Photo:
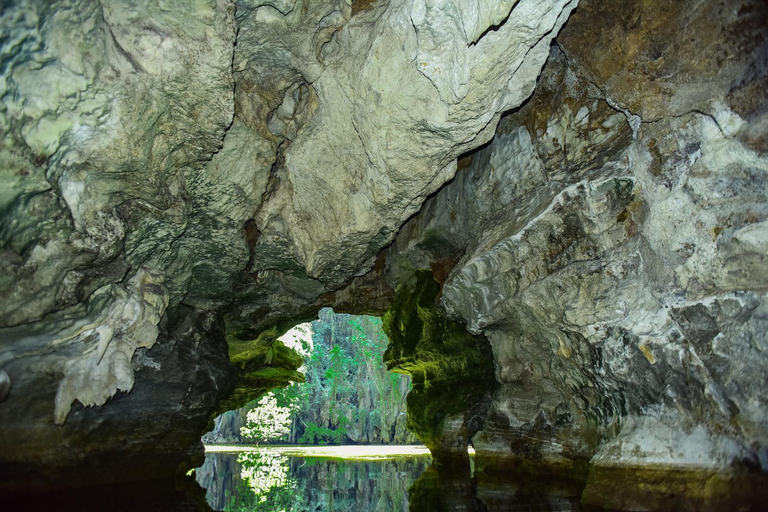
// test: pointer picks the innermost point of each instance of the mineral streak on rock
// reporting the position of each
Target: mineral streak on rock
(172, 201)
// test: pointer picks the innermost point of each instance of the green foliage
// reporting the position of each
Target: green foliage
(348, 395)
(268, 421)
(322, 435)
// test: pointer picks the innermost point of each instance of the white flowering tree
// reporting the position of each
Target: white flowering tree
(268, 421)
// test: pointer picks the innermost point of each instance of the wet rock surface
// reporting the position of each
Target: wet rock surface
(172, 202)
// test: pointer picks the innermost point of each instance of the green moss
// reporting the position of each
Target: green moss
(264, 364)
(452, 370)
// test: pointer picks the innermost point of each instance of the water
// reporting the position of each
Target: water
(291, 480)
(364, 479)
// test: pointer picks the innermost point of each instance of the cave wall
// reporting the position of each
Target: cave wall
(251, 162)
(610, 244)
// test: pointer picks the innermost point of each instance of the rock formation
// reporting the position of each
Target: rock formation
(183, 183)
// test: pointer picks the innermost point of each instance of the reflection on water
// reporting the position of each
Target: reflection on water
(268, 480)
(275, 479)
(271, 479)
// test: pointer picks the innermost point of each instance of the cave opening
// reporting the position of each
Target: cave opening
(339, 437)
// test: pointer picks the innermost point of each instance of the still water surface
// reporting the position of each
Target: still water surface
(290, 480)
(279, 479)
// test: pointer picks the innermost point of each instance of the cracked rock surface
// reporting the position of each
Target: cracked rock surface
(181, 183)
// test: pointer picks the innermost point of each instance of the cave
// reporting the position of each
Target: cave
(559, 209)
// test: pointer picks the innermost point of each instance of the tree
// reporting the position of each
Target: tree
(268, 421)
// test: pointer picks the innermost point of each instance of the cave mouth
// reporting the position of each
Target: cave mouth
(348, 397)
(342, 429)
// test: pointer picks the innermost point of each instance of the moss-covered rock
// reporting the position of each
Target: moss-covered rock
(452, 370)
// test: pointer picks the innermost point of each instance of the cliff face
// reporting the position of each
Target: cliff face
(169, 195)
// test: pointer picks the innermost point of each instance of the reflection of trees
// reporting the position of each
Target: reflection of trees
(271, 482)
(265, 482)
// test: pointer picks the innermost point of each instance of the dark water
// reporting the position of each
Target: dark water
(271, 481)
(267, 481)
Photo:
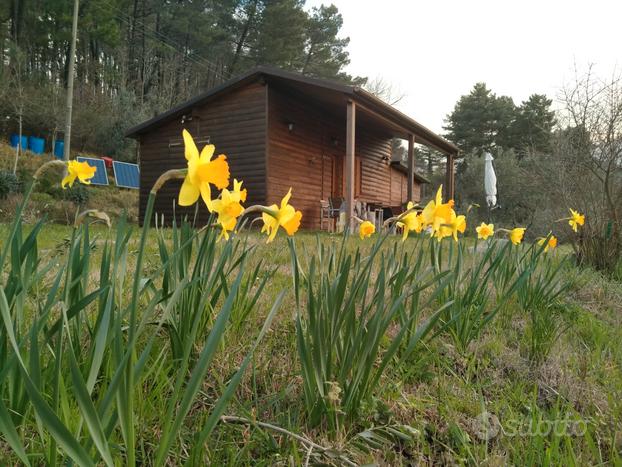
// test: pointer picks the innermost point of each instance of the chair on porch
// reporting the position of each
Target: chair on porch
(326, 215)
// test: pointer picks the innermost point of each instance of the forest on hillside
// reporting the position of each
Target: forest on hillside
(137, 58)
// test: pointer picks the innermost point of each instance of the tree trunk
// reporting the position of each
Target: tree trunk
(252, 11)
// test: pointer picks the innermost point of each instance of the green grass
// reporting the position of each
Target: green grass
(426, 408)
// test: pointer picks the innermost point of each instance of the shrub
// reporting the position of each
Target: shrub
(77, 194)
(8, 184)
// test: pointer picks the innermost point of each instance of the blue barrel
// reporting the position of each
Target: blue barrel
(36, 145)
(14, 139)
(59, 149)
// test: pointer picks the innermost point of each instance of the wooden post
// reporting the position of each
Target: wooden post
(349, 172)
(411, 167)
(449, 178)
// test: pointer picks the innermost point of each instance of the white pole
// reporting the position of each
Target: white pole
(70, 72)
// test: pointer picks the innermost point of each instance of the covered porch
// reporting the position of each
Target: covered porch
(365, 110)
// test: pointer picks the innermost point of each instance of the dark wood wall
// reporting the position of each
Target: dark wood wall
(235, 123)
(310, 157)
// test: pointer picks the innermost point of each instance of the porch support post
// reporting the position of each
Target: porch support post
(349, 172)
(411, 167)
(449, 178)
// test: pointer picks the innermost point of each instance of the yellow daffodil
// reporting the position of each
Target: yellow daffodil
(285, 216)
(485, 230)
(576, 219)
(410, 222)
(552, 243)
(202, 171)
(366, 229)
(437, 213)
(229, 207)
(456, 224)
(516, 235)
(80, 170)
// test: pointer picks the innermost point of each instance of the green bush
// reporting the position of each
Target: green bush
(77, 194)
(8, 184)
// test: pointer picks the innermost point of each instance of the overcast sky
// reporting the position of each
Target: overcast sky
(434, 51)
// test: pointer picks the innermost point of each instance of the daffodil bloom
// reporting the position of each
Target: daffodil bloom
(576, 219)
(284, 216)
(552, 243)
(202, 171)
(366, 229)
(456, 224)
(437, 213)
(80, 170)
(229, 207)
(485, 230)
(410, 222)
(516, 235)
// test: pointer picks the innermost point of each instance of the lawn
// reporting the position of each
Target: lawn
(476, 394)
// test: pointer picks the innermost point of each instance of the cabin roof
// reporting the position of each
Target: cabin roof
(322, 90)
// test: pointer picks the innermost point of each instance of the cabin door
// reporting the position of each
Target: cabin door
(329, 176)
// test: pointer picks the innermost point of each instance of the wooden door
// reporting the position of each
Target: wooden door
(329, 176)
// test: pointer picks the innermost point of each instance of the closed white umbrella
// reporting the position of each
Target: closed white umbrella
(490, 181)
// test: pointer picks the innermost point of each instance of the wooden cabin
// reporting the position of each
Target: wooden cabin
(280, 130)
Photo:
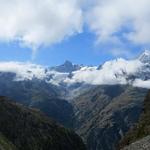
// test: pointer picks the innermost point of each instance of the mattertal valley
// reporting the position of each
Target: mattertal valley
(74, 75)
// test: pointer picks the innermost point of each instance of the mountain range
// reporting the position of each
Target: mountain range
(100, 103)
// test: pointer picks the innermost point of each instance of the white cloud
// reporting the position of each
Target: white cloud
(112, 72)
(23, 70)
(142, 83)
(110, 17)
(39, 22)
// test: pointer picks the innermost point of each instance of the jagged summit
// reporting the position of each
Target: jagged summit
(145, 56)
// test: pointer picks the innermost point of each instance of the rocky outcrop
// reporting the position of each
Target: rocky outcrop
(143, 144)
(22, 128)
(105, 113)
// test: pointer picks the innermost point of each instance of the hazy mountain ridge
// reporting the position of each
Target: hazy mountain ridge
(119, 71)
(95, 101)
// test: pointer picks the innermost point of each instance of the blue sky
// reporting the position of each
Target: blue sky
(84, 33)
(80, 49)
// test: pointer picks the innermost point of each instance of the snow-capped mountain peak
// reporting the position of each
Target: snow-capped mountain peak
(145, 57)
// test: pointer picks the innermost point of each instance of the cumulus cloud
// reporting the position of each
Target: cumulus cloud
(112, 72)
(23, 71)
(142, 83)
(34, 23)
(114, 21)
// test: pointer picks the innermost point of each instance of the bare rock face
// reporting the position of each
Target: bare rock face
(143, 144)
(105, 114)
(22, 128)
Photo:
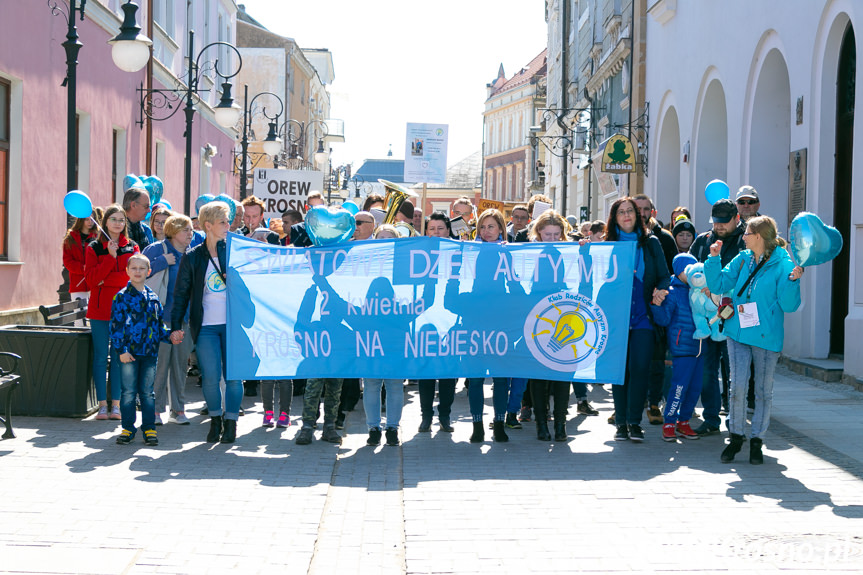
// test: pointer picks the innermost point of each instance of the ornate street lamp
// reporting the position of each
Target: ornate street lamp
(227, 112)
(272, 144)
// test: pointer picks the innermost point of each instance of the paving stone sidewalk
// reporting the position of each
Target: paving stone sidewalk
(71, 501)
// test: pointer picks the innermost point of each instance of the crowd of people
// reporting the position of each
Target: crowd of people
(157, 304)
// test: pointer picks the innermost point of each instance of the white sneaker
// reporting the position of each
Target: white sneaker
(179, 419)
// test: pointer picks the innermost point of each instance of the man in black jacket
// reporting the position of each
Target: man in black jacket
(728, 228)
(657, 365)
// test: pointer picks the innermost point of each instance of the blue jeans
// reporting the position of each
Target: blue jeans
(137, 377)
(629, 398)
(446, 395)
(372, 400)
(686, 377)
(211, 349)
(500, 397)
(711, 394)
(516, 392)
(741, 357)
(579, 388)
(100, 330)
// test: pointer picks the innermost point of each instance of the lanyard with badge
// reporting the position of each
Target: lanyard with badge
(216, 267)
(748, 312)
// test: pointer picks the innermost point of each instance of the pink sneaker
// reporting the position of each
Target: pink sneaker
(685, 431)
(284, 420)
(268, 419)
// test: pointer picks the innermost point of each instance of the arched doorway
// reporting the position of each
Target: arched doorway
(770, 139)
(668, 167)
(845, 78)
(711, 150)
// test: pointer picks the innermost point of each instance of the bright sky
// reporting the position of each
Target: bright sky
(400, 61)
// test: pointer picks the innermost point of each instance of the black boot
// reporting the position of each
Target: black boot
(542, 430)
(732, 448)
(498, 432)
(755, 455)
(215, 429)
(229, 431)
(560, 431)
(478, 435)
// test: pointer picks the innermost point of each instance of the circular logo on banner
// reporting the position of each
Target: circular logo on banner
(566, 331)
(214, 282)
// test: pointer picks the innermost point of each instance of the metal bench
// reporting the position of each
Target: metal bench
(9, 381)
(65, 313)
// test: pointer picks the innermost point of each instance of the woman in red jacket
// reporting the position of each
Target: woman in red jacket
(75, 245)
(105, 273)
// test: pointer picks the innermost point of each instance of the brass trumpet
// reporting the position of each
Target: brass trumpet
(397, 195)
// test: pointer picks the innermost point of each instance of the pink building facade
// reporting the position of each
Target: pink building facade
(33, 136)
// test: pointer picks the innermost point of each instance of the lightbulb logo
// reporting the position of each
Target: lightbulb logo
(566, 331)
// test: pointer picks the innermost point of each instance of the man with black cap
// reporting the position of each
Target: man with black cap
(684, 233)
(747, 203)
(728, 228)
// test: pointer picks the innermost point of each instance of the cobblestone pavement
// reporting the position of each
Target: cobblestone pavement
(71, 501)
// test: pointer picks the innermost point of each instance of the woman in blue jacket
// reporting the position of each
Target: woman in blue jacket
(765, 288)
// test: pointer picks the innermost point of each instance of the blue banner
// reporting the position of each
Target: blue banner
(429, 308)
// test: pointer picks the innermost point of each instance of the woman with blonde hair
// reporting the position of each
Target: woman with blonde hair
(202, 288)
(763, 283)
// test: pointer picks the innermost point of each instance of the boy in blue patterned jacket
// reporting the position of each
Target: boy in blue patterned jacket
(137, 330)
(687, 358)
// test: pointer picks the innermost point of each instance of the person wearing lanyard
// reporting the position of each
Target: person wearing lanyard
(201, 286)
(765, 288)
# # # # #
All lines from the one containing "the woman in blue jacket" through the end of the records, both ends included, are to be quoted exactly; please add nothing else.

// test: pointer picks the innermost point of each instance of the woman in blue jacket
// reporting the position of each
Target: woman in blue jacket
(765, 288)
// test: pointer picks the innermost point of each instance of the blue banner
// reporting the position of each
Target: blue banner
(429, 308)
// test: pointer picks the innermost point of each instance of the woman with blonde hair
// reporting the position of each
Target: woman with blonde hair
(202, 288)
(763, 283)
// test: pointer picks the innermost point of each instance of the boy in blue patterned jacket
// reporting the position of each
Target: boy in blue patterned jacket
(137, 330)
(687, 358)
// test: pointer picks the innermost point of each instance of the person wearing lanyard
// reporting the position of each
Target: person wearing lanyard
(201, 286)
(765, 288)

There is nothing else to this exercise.